■ **Written instruction**: Reproduce word for word every line of the listing, starting with the line that contains "Target: green grass field" and continuing through the end of the listing.
--- Start Data excerpts ---
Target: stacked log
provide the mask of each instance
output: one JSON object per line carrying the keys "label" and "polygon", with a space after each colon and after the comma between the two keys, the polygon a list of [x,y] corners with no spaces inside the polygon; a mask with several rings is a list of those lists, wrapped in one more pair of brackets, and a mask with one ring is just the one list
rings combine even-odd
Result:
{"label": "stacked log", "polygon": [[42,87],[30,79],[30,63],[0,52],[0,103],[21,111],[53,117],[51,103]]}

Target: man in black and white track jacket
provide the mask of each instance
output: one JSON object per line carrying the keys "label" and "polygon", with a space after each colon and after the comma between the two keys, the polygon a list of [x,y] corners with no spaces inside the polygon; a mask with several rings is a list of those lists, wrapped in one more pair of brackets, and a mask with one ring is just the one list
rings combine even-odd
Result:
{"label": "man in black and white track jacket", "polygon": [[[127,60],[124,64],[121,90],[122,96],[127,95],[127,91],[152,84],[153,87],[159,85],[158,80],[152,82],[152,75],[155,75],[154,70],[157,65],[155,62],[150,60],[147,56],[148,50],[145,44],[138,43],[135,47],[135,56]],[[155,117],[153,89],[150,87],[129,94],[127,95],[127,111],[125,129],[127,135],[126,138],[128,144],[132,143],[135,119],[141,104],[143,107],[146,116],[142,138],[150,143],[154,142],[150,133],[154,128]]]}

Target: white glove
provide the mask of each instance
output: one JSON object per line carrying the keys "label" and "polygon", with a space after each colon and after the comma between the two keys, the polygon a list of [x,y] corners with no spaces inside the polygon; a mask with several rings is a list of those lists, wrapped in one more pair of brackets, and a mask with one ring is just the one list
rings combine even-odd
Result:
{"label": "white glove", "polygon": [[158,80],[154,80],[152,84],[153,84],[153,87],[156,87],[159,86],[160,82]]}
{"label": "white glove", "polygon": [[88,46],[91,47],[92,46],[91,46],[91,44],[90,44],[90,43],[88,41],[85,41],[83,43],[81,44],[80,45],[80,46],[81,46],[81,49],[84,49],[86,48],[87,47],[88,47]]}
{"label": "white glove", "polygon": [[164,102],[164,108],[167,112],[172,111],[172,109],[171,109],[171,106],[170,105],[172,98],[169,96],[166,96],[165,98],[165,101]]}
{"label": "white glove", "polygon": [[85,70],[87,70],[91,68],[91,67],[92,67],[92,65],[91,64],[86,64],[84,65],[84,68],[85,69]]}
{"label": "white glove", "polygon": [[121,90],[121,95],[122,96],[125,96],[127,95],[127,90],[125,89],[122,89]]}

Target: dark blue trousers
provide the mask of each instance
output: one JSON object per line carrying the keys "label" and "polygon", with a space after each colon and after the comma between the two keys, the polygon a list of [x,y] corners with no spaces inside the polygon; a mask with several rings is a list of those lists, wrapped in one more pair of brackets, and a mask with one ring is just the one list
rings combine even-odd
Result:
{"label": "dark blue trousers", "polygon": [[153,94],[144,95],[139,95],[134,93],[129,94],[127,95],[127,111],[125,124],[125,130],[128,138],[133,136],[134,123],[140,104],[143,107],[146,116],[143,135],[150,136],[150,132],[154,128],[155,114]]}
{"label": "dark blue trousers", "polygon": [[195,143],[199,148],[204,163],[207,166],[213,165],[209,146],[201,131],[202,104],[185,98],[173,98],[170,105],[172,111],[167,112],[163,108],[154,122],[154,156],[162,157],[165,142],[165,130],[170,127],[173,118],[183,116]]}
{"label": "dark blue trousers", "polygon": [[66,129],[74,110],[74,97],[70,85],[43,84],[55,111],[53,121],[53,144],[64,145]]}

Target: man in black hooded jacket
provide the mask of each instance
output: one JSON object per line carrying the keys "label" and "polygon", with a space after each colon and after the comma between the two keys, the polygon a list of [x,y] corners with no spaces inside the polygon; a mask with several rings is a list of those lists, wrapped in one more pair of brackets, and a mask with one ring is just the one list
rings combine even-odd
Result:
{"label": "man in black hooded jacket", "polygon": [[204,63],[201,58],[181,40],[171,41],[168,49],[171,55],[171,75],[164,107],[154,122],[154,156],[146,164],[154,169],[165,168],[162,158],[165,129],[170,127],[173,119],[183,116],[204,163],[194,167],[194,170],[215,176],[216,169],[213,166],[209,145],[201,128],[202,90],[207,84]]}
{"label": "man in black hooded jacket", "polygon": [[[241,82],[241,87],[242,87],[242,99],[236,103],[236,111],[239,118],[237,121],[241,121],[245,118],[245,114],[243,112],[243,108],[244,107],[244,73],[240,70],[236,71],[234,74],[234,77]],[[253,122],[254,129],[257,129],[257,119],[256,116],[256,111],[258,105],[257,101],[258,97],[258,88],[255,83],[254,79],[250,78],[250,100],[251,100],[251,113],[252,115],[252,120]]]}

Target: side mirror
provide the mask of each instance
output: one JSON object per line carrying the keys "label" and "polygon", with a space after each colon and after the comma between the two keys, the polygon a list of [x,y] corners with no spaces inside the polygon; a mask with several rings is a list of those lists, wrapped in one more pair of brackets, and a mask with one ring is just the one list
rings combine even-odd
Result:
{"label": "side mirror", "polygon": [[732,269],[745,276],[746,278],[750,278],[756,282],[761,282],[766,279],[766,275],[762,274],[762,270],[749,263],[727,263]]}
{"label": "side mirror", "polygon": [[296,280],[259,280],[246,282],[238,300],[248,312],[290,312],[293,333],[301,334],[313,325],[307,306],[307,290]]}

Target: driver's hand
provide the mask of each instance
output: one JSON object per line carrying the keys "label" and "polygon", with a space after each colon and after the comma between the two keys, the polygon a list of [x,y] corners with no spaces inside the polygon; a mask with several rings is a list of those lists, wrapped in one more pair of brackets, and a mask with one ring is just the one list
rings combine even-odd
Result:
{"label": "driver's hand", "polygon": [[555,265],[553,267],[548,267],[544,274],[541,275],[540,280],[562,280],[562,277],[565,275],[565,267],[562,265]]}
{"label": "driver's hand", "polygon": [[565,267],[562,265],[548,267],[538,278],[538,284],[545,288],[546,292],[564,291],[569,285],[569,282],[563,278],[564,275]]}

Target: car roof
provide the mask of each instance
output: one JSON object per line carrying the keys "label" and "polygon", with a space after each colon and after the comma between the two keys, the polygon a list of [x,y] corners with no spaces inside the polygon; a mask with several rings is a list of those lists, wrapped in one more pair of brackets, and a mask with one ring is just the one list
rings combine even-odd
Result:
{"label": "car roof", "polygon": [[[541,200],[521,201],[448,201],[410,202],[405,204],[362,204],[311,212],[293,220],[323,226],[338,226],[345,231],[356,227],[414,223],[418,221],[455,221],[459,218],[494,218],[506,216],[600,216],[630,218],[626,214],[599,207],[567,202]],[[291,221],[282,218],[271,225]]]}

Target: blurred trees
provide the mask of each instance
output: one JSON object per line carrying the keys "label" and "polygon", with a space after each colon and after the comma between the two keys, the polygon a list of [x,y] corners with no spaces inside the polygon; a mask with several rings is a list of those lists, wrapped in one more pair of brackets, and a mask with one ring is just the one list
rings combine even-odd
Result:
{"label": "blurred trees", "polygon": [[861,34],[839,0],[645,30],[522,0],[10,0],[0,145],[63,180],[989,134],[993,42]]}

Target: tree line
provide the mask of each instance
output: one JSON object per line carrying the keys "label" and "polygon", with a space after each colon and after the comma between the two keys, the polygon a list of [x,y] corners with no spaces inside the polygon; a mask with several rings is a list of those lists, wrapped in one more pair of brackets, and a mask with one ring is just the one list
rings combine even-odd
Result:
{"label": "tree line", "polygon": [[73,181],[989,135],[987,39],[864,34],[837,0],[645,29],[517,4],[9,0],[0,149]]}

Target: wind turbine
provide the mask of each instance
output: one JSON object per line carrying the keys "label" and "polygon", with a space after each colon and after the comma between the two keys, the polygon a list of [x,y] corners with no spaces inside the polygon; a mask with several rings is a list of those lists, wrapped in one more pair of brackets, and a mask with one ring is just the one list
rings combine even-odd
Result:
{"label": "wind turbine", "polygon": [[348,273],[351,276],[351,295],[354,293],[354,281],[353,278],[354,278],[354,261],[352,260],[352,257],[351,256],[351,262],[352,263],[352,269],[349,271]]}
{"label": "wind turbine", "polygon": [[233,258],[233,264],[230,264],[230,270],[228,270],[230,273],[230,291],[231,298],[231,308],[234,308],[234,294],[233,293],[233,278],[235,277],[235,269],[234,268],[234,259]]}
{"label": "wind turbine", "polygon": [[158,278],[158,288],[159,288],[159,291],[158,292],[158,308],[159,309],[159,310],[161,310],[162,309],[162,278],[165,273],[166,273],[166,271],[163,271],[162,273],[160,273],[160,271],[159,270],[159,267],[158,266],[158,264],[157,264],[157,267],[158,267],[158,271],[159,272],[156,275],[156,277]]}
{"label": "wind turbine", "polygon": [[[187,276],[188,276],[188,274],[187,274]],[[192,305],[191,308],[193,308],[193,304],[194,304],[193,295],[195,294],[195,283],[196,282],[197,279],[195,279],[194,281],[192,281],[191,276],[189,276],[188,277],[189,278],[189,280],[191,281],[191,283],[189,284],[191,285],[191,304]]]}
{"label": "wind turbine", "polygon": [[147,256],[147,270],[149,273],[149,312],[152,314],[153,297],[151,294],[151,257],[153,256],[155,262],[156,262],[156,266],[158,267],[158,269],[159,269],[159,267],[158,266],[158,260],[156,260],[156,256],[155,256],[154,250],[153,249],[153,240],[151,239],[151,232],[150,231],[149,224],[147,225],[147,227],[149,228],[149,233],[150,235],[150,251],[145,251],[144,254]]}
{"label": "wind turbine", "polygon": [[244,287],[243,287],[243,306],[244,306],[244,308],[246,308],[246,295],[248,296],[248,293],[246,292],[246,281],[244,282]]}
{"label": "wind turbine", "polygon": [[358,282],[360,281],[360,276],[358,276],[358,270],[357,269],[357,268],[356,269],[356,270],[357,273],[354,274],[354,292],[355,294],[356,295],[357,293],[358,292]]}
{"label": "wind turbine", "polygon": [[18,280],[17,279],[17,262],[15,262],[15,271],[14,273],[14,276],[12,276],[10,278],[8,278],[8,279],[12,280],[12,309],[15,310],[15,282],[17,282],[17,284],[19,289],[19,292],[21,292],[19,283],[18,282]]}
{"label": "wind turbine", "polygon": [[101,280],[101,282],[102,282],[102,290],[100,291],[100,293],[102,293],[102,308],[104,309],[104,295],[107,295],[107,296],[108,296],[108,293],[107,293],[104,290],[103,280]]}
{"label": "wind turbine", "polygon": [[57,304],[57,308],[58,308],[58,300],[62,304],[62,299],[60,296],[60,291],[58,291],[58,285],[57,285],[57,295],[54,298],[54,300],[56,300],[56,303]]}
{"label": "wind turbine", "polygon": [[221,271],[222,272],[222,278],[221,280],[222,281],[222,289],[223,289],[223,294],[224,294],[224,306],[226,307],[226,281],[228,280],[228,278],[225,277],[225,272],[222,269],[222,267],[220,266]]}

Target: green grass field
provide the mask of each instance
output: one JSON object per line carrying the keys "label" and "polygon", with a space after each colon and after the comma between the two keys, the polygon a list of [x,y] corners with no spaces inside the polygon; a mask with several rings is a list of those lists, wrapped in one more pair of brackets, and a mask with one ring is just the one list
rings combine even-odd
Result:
--- End Data excerpts ---
■ **Solution for this task**:
Target: green grass field
provide the mask of each instance
output: one JSON object per line carrying the keys "label" and "polygon", with a space after each colon and after the comma between the two keys, the polygon a list of [x,y] corners with no spaces inside the polygon; a mask with several rings is a list of those lists, wrapped in one more pair of brackets, and a mask with one ring is just the one list
rings combine even-odd
Result:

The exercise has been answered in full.